● **SHORT EXERCISE**: Set all the material down again unchanged, without the pictures.

● **Location labeling records**:

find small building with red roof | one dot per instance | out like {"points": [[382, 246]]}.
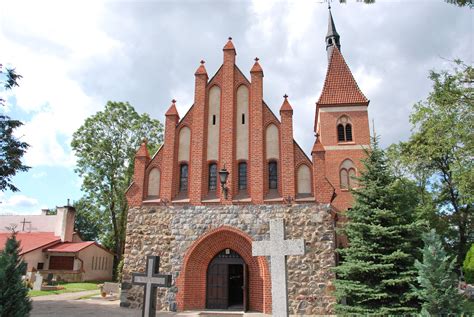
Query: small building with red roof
{"points": [[49, 245]]}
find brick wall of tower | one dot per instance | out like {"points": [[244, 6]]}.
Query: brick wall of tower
{"points": [[287, 154], [227, 124], [256, 141], [337, 152], [197, 163]]}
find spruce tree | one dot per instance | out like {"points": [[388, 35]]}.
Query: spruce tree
{"points": [[468, 265], [377, 267], [438, 281], [14, 300]]}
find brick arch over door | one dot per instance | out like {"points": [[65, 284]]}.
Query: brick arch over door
{"points": [[191, 282]]}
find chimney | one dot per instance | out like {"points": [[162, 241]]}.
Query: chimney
{"points": [[65, 223]]}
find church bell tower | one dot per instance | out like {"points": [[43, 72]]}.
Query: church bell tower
{"points": [[341, 127]]}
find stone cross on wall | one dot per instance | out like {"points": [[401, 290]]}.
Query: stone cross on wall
{"points": [[278, 248], [151, 280]]}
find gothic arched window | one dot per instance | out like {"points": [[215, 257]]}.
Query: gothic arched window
{"points": [[154, 183], [212, 177], [272, 175], [242, 175], [183, 178], [347, 173], [344, 129]]}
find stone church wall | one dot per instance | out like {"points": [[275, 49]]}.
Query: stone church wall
{"points": [[169, 231]]}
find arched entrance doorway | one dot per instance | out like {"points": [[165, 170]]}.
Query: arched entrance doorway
{"points": [[192, 281], [227, 282]]}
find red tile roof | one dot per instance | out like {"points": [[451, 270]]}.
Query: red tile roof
{"points": [[69, 247], [340, 86], [30, 241]]}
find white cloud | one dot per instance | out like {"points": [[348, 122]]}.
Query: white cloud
{"points": [[47, 46], [18, 204], [39, 175]]}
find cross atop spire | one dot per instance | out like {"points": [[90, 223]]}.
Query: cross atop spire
{"points": [[332, 37]]}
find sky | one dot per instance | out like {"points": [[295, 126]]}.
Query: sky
{"points": [[74, 56]]}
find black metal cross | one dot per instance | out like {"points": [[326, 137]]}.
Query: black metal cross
{"points": [[151, 280], [24, 222]]}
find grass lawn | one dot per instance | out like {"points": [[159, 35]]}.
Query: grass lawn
{"points": [[68, 288]]}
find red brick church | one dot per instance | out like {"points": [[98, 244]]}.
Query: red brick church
{"points": [[226, 168]]}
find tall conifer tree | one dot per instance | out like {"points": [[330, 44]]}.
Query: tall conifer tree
{"points": [[14, 300], [438, 281], [377, 267]]}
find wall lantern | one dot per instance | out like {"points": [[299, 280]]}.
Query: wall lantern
{"points": [[223, 175]]}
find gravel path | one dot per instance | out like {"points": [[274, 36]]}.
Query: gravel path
{"points": [[69, 305]]}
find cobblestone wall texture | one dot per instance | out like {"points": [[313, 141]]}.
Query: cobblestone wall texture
{"points": [[168, 231]]}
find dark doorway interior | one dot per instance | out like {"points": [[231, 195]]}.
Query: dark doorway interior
{"points": [[236, 284], [226, 286]]}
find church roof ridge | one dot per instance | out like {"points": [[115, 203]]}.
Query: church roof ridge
{"points": [[229, 45], [256, 68], [285, 106], [143, 150], [340, 86], [172, 111], [201, 69]]}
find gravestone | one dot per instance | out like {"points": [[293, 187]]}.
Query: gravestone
{"points": [[151, 280], [38, 282], [111, 288], [278, 248]]}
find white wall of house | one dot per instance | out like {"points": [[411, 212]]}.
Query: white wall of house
{"points": [[98, 263], [34, 257]]}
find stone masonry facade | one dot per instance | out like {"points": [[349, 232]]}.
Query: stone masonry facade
{"points": [[172, 231]]}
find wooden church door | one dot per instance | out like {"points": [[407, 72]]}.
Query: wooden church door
{"points": [[227, 277], [217, 286]]}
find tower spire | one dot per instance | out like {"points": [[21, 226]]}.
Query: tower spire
{"points": [[332, 37]]}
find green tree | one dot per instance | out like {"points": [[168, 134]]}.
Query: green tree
{"points": [[377, 267], [11, 148], [14, 300], [438, 290], [468, 266], [90, 221], [105, 146], [441, 149]]}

● **EXERCISE OUTPUT**:
find small building with red roof | one dot per instance | out like {"points": [[382, 246]]}.
Query: small building with red roof
{"points": [[49, 245]]}
find brick wall of tower | one dot per instance | out like {"points": [[244, 6]]}.
Query: brick wall of tower
{"points": [[287, 154], [227, 124], [256, 141], [337, 152], [197, 163]]}
find spruce tree | one dot per instance | out like {"points": [[388, 35]]}.
Query: spruce tree
{"points": [[468, 265], [377, 267], [438, 281], [14, 300]]}
find brick arch over door | one dot per instance | out like {"points": [[65, 284]]}.
Query: brick arch over door
{"points": [[191, 282]]}
find chimney | one dot per instance | out like {"points": [[162, 241]]}.
Query: chimney
{"points": [[65, 223]]}
find church bell tower | one dot per instance | out like {"points": [[43, 72]]}.
Query: church bell tower
{"points": [[341, 127]]}
find stone cross on wall | one dot per instance | out like {"points": [[401, 290]]}.
Query: stone cross on wall
{"points": [[278, 248], [151, 280]]}
find gothic arched window | one dot per instance | out like {"points": [[215, 257]]}.
Query: gothic arched window
{"points": [[154, 183], [212, 177], [272, 175], [242, 175], [183, 178], [347, 173], [344, 129]]}
find stone church wall | one dot per instance | out like {"points": [[275, 49]]}.
Query: stone church wall
{"points": [[169, 231]]}
find arched entrance doorway | one dot per instance | out like {"points": [[165, 170]]}.
Query: arched entrance doorway
{"points": [[192, 281], [227, 282]]}
find red tile roof | one dot per instance | out like {"points": [[451, 270]]}.
Query: red tile roof
{"points": [[69, 247], [340, 86], [30, 241]]}
find white cloud | one dot per instance | out like {"points": [[348, 122]]}.
Query: white cloud
{"points": [[47, 46], [18, 204], [39, 175]]}
find cross atop spire | one dot per instance | out like {"points": [[90, 223]]}.
Query: cross atop spire
{"points": [[332, 37]]}
find sky | one dot per instance | out like {"points": [[295, 126]]}.
Query: sky
{"points": [[74, 56]]}
find black metal cross | one dot per instance | out like {"points": [[326, 137]]}.
Query: black metal cross
{"points": [[151, 280], [24, 222]]}
find grass lawn | one dot per instance | out like {"points": [[159, 35]]}.
Query: grass lawn
{"points": [[68, 288]]}
find red brick church | one dot per instance | out like {"points": [[98, 244]]}.
Query: red brick church
{"points": [[226, 168]]}
find tall conifer tree | one dot per instance | out like {"points": [[330, 44]]}.
Query: tall conifer tree
{"points": [[14, 300], [438, 281], [377, 267]]}
find wall lantern | one dot per instance | out like {"points": [[299, 280]]}.
Query: wall lantern
{"points": [[223, 175]]}
find gravel path | one dot per instance | out like {"points": [[274, 36]]}.
Query: gravel path
{"points": [[69, 305]]}
find cobblestone wall texture | one dot per instance | out like {"points": [[313, 141]]}.
Query: cobblestone wall texture
{"points": [[168, 231]]}
find dark doorway interior | one dot per instance | out like {"points": [[231, 195]]}.
Query: dark doorway interior
{"points": [[236, 284], [226, 286]]}
find church roof ridge | one dot per instance | out like {"points": [[115, 203]]}.
Query: church roof ridge
{"points": [[229, 45], [256, 68], [285, 106], [143, 150], [340, 86], [172, 111], [201, 69]]}
find gravestone | one dot per instance | out like {"points": [[293, 187]]}.
Query: gravestone
{"points": [[151, 280], [38, 282], [111, 288], [278, 248]]}
find white wall of house | one dot per instance | out like {"points": [[411, 212]]}.
Query: white wall of house
{"points": [[98, 263], [34, 257]]}
find stone masonry facade | one dot per instance | out like {"points": [[349, 232]]}.
Query: stone masonry facade
{"points": [[172, 231]]}
find wooden church door | one dot per instance | out like {"points": [[407, 72]]}.
Query: wooden church door
{"points": [[227, 277], [217, 286]]}
find tower spire | one dot per instance | out like {"points": [[21, 226]]}.
Query: tower spire
{"points": [[332, 37]]}
find green tree | one dot per instance | out like {"points": [[168, 134]]}.
Query: green tree
{"points": [[377, 267], [11, 148], [14, 300], [438, 290], [468, 266], [90, 221], [105, 146], [441, 149]]}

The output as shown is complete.